**Work order:** Scan the records for the string "blue". State how many lines contain it and add nothing.

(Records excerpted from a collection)

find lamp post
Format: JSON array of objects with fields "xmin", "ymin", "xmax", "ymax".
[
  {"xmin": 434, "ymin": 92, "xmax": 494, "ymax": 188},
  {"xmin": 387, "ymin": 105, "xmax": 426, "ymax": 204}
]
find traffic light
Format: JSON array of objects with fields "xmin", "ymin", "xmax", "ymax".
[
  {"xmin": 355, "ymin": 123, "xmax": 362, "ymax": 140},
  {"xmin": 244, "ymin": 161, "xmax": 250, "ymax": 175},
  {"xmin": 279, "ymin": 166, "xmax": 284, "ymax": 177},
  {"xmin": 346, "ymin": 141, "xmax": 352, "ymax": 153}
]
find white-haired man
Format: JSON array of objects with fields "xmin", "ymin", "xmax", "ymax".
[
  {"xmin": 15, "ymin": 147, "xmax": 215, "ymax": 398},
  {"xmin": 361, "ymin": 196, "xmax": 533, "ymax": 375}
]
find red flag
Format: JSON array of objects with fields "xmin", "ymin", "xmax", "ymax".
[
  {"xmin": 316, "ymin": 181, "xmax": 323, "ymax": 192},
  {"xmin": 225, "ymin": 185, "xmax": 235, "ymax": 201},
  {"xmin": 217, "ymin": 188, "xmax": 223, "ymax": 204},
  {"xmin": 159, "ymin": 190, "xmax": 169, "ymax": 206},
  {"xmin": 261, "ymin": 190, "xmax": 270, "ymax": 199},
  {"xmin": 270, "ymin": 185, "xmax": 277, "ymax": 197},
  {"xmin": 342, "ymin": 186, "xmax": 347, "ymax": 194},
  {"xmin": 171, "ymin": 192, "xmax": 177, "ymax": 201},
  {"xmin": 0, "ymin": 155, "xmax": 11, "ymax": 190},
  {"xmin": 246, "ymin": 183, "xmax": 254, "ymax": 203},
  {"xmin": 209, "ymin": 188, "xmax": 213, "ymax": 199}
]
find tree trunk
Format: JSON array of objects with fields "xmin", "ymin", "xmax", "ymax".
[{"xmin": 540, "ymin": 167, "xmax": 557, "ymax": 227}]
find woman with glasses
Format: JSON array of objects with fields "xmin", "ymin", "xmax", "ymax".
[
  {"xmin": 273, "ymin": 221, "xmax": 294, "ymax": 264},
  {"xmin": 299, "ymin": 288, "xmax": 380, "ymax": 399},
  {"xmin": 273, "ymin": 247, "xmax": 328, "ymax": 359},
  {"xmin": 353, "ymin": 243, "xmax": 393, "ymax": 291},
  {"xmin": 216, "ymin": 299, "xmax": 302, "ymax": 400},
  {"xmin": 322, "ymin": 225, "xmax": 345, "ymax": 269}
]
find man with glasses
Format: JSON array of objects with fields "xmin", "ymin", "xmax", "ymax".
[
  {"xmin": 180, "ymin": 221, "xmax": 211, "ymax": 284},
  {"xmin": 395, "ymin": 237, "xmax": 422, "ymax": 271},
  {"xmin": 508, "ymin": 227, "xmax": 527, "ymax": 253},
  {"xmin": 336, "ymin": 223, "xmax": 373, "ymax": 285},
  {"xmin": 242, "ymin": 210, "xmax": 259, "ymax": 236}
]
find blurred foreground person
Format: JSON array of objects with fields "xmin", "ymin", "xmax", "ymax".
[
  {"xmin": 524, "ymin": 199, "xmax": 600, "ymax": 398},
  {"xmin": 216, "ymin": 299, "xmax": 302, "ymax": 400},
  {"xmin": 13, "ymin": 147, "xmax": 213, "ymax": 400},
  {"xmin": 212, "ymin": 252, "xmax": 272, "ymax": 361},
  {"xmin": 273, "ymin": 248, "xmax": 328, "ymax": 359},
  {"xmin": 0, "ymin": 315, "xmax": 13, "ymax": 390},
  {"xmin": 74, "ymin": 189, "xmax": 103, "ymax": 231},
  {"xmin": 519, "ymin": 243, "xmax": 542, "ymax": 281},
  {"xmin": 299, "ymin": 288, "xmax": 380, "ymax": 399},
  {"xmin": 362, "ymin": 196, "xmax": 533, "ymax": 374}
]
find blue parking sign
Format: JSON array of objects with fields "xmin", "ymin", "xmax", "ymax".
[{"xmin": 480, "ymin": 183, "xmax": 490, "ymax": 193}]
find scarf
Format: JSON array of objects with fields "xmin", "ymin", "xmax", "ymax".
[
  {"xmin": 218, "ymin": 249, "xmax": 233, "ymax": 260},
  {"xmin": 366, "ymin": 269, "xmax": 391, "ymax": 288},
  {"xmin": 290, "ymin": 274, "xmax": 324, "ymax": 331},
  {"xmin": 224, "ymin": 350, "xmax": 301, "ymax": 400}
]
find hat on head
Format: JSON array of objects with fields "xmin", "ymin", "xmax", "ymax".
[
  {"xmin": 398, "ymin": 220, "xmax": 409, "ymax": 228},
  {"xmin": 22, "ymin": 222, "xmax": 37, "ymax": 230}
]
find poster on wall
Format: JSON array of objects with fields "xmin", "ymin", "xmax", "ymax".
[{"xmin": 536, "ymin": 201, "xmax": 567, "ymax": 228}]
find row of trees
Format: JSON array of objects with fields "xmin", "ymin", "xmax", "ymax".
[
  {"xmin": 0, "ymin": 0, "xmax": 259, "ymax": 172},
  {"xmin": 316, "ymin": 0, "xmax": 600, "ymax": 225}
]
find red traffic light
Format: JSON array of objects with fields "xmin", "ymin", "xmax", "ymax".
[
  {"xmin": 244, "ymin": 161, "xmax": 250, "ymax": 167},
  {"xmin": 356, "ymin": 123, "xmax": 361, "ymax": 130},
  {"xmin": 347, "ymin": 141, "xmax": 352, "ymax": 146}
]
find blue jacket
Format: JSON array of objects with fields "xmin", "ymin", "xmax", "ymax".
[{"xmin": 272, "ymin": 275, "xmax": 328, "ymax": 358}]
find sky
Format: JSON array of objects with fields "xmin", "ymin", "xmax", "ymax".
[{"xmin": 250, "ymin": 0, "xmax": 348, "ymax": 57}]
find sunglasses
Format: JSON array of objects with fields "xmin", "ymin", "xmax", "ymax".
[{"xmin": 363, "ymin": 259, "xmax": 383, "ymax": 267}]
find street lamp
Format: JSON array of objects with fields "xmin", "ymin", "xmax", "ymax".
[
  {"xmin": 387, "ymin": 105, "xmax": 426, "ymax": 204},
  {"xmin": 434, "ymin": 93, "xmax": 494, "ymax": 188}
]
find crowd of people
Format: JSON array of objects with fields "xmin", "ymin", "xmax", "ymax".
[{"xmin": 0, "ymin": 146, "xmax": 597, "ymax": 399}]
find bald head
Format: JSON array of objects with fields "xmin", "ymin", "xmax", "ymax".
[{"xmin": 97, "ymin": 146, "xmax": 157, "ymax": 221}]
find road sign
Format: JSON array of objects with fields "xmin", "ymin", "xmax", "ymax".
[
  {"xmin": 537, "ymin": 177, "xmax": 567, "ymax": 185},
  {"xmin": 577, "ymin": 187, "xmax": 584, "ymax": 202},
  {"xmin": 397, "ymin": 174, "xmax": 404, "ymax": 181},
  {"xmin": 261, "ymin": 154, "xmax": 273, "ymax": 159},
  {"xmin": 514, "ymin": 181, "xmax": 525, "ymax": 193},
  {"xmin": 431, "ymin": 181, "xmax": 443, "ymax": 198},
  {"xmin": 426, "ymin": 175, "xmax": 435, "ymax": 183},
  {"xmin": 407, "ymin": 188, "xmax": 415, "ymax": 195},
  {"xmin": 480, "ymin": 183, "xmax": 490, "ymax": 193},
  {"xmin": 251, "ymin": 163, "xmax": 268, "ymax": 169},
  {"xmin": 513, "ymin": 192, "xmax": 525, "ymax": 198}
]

**Answer for the task:** 2